EXERCISE TASK: Every entry must be duplicated precisely as written.

--- begin TASK INPUT ---

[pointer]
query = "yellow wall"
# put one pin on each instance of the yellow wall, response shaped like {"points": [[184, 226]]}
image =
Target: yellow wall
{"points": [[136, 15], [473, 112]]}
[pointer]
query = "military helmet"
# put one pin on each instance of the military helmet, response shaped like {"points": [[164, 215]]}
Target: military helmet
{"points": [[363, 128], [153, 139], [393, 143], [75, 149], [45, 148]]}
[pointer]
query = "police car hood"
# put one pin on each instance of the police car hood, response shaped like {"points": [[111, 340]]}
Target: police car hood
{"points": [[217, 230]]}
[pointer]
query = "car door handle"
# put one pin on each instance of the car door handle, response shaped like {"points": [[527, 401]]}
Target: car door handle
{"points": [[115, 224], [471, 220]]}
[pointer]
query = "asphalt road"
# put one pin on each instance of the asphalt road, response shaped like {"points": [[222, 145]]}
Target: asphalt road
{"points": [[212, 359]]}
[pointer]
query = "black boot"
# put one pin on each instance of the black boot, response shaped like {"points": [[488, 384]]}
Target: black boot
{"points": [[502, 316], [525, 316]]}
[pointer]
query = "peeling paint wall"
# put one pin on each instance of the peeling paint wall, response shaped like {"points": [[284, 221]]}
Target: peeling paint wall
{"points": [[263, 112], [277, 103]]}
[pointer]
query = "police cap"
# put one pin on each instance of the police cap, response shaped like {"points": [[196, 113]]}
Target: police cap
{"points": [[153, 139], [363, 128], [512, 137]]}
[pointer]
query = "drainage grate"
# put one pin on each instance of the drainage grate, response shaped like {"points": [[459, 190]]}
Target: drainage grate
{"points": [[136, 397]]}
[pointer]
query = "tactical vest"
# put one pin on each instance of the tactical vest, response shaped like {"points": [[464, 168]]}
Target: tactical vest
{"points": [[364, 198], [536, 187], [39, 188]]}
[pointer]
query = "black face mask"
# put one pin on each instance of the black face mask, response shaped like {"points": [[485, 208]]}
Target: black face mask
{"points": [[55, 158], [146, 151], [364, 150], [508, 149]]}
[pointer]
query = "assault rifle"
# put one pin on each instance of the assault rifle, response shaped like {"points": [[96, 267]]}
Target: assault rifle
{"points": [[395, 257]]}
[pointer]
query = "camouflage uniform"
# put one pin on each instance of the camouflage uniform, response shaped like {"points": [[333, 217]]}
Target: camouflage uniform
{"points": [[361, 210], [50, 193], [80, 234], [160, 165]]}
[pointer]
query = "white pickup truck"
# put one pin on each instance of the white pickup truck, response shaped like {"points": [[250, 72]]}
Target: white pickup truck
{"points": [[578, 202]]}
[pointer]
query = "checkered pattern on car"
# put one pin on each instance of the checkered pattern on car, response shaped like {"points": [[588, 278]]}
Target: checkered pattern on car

--- end TASK INPUT ---

ANSWER TO THE TASK:
[pointer]
query = "yellow wall"
# put one pin on each instance of the yellow wall, response shaped like {"points": [[184, 226]]}
image =
Target: yellow wall
{"points": [[136, 15], [473, 112]]}
[pointer]
query = "military helmet"
# put one pin on each instance of the military helmet, response shaped like {"points": [[164, 215]]}
Target: military helmet
{"points": [[363, 128], [153, 139], [393, 143], [75, 149], [45, 148]]}
[pointer]
query = "police car hood"
# put one pin on each instance of the police car hood, response shaped like {"points": [[111, 340]]}
Target: police car hood
{"points": [[217, 230]]}
[pointer]
query = "car door handle"
# put one pin on each instance of the car door handle, response shaped like {"points": [[527, 401]]}
Target: car door handle
{"points": [[115, 224], [471, 220]]}
[pointer]
query = "asphalt road"
# put one pin on each instance of the asphalt road, response shaped like {"points": [[222, 145]]}
Target: asphalt road
{"points": [[212, 359]]}
[pointer]
query = "black boot"
# put one pin on each instance of the black boot, response shaped like {"points": [[488, 384]]}
Target: black boot
{"points": [[502, 316], [525, 316]]}
[pointer]
query = "peeling paint wall"
# put one pin on each instance of the peeling paint wall, response shaped like {"points": [[284, 221]]}
Target: peeling paint wall
{"points": [[263, 112], [277, 103]]}
[pointer]
query = "police cap"
# put one pin on each instance of the police cap, response shaped like {"points": [[196, 113]]}
Target: police cap
{"points": [[153, 139], [363, 128], [512, 137]]}
[pointer]
query = "drainage grate"
# put one pin on each instance of the drainage grate, response shaped like {"points": [[459, 190]]}
Target: drainage grate
{"points": [[136, 397]]}
[pointer]
query = "tactical vest"
# put one pin on each instance of the tactical vest, response shaped like {"points": [[464, 168]]}
Target: tactical vest
{"points": [[364, 198], [536, 187], [39, 188]]}
[pointer]
query = "black face mask"
# put one pin on each instance of the black face mask, response shaped like {"points": [[485, 208]]}
Target: black face mask
{"points": [[55, 158], [146, 151], [364, 150], [508, 149]]}
[pointer]
query = "assault rifle"
# put one pin on each instance of the assault rifle, response shaped like {"points": [[96, 267]]}
Target: assault rifle
{"points": [[395, 257]]}
[pointer]
query = "camouflage uniform"
# put one pin on each instance of the camouflage uniform, response shaped like {"points": [[333, 217]]}
Target: camouflage uniform
{"points": [[361, 210], [50, 193], [80, 234], [160, 165]]}
[pointer]
query = "white pickup truck"
# put one pin on each instance of the white pickup truck, response shaped like {"points": [[250, 72]]}
Target: white pickup truck
{"points": [[578, 202]]}
[pointer]
query = "checkered pattern on car"
# put one pin on each instance of the checkered pattern on car, response shaped like {"points": [[588, 278]]}
Target: checkered pattern on car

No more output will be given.